Post by Scott Smith » 04 Jan 2003, 19:43

Hans wrote:Dan,

Here is another example of the "Jewish hatred" towards the Germans, from Elie Wiesel's speech on January 27th in the German parliament in Berlin:

"Ich glaube nicht an Kollektivschuld; nur die Schuldigen sind schuldig; nur sie und ihre Komplizen. Nicht jene, die damals noch nicht waren, und schon gar nicht die Kinder. Die Kinder von Mördern sind nicht Mörder, sondern Kinder."

Source: http://www.german-embassy.se/wiesel27100.htm

Translation:

"I do not believe in collective guilt; only the guilty and their accomplices are guilty, not those who were not born yet, and surely not their children. The children of murderers are not murderers, but children."
Who said anything about collective guilt? There is a generational and cultural break between the Old Germans (bad) and the New Germans (good) and with crypto-Germans in-between.

Roughly, a crypto-German is one who affects to embrace the new order by being vigilant against the old days but only alienating himself from his own heritage in the process of capturing his "authentic" Germanness (pre-1933 if not pre-1871). It is simply the mentality of a defeated people, I would argue.

It is also controversial since "nobody knows" any Germans like that, do we, so it is difficult to particularize. (Maybe it's like all the schoolkids from Lake Wobegon, where "all are a little bit above average.") So I'll just leave a precise definition to your imagination.

I posted this on the old forum a couple of years ago:
Scott Smith wrote: Here are some comments regarding your [Roberto's] post of 1-21-01 on the Baltic thread:

1.

#####

Given instruction a >> Reproduce, word for word, the lines of the records starting at the line that contains "bed for real-time telestration." and ending at the line that contains "[604,412,626,687]". Include both of those lines.

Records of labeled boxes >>
#####

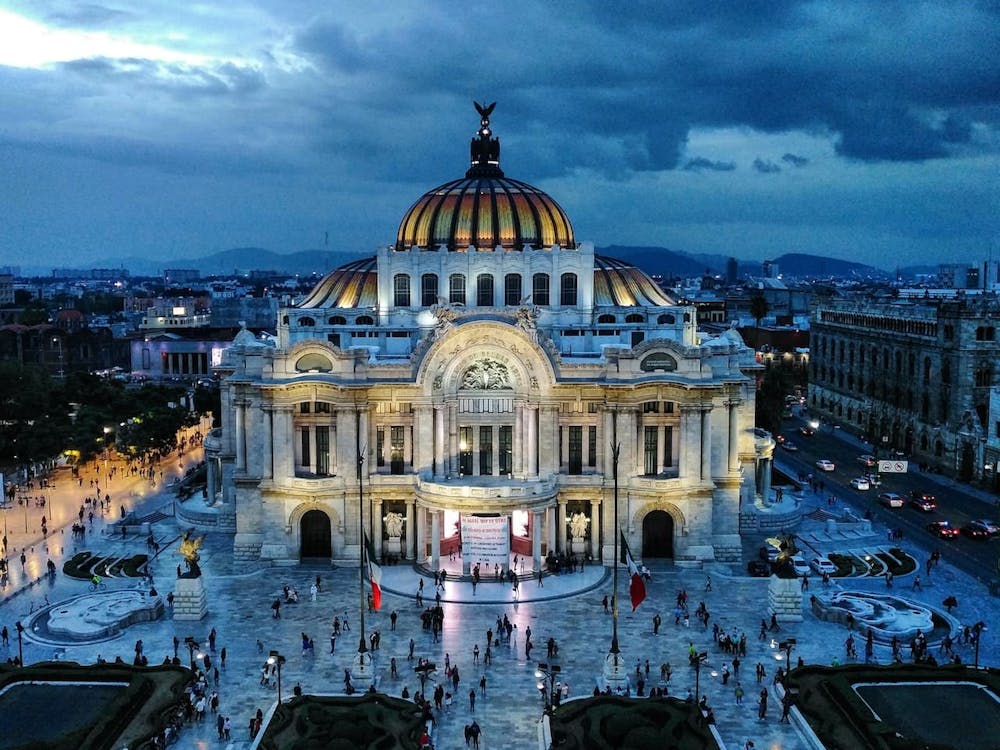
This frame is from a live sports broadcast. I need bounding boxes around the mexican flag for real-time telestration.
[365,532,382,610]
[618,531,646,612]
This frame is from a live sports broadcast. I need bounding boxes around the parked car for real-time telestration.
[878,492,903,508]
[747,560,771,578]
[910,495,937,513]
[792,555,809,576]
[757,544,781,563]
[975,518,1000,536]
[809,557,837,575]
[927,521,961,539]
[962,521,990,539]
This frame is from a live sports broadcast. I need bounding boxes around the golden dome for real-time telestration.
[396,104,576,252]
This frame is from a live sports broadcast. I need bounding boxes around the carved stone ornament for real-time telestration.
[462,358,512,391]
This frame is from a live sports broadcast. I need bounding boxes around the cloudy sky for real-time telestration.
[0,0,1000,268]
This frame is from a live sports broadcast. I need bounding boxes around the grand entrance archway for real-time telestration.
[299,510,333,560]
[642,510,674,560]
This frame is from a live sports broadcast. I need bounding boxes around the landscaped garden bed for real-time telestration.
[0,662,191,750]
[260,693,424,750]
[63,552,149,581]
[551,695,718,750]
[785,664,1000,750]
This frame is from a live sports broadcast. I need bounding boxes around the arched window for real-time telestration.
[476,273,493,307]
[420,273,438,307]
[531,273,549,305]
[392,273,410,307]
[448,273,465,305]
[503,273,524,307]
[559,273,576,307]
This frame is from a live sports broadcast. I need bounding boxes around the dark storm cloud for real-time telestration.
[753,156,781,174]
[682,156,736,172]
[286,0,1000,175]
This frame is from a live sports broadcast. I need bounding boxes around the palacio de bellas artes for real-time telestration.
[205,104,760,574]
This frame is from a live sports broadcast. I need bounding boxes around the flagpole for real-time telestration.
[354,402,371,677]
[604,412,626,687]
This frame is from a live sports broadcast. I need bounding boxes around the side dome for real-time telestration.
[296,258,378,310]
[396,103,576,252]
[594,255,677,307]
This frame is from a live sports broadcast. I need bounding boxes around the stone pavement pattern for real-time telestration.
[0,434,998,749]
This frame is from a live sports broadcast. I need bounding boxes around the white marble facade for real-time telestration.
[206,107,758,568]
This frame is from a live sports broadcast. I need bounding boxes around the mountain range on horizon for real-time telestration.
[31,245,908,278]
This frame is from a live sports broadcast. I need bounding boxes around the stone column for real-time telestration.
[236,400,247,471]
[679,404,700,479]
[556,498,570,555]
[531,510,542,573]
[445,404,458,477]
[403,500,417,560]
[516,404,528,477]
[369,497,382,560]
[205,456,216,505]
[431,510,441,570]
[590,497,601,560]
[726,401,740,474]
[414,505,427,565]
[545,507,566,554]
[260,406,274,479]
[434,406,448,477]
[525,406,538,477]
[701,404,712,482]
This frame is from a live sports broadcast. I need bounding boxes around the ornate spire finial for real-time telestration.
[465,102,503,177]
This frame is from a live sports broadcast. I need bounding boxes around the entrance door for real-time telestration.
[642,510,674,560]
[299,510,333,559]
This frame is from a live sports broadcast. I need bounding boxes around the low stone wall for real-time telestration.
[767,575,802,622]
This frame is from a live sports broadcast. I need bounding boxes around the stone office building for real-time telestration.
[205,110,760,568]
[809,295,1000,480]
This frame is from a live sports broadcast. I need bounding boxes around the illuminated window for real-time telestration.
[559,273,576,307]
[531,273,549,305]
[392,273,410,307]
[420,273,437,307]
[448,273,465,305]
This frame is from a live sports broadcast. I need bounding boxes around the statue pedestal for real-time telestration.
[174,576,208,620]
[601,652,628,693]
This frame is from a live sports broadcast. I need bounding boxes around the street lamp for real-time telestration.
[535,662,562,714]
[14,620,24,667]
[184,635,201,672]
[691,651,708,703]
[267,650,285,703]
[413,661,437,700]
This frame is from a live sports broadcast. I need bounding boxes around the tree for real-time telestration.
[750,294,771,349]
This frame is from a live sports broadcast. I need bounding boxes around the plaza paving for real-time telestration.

#####

Given instruction b >> Write out the part of the forum post on collective guilt starting at "Here is another" and ending at "with crypto-Germans in-between.", keeping every word unchanged.

Solution a >>
This frame is from a live sports broadcast. I need bounding boxes around the landscaped garden bed for real-time telestration.
[0,662,191,750]
[260,693,424,750]
[63,552,149,581]
[551,695,718,750]
[785,664,1000,750]
This frame is from a live sports broadcast. I need bounding boxes around the arched window for real-time telestration.
[476,273,493,307]
[420,273,438,307]
[531,273,549,305]
[392,273,410,307]
[448,273,465,305]
[503,273,524,307]
[559,273,576,307]
This frame is from a live sports broadcast. I need bounding boxes around the dark storm cloud for real-time telestration.
[753,156,781,174]
[682,156,736,172]
[286,0,1000,175]
This frame is from a live sports broadcast. I need bounding boxes around the palacio de bellas artes for real-time telestration.
[205,104,760,574]
This frame is from a live sports broadcast. I need bounding boxes around the flagpole for real-time telestration.
[354,402,371,677]
[604,412,626,687]

Solution b >>
Here is another example of the "Jewish hatred" towards the Germans, from Elie Wiesel's speech on January 27th in the German parliament in Berlin:

"Ich glaube nicht an Kollektivschuld; nur die Schuldigen sind schuldig; nur sie und ihre Komplizen. Nicht jene, die damals noch nicht waren, und schon gar nicht die Kinder. Die Kinder von Mördern sind nicht Mörder, sondern Kinder."

Source: http://www.german-embassy.se/wiesel27100.htm

Translation:

"I do not believe in collective guilt; only the guilty and their accomplices are guilty, not those who were not born yet, and surely not their children. The children of murderers are not murderers, but children."
Who said anything about collective guilt? There is a generational and cultural break between the Old Germans (bad) and the New Germans (good) and with crypto-Germans in-between.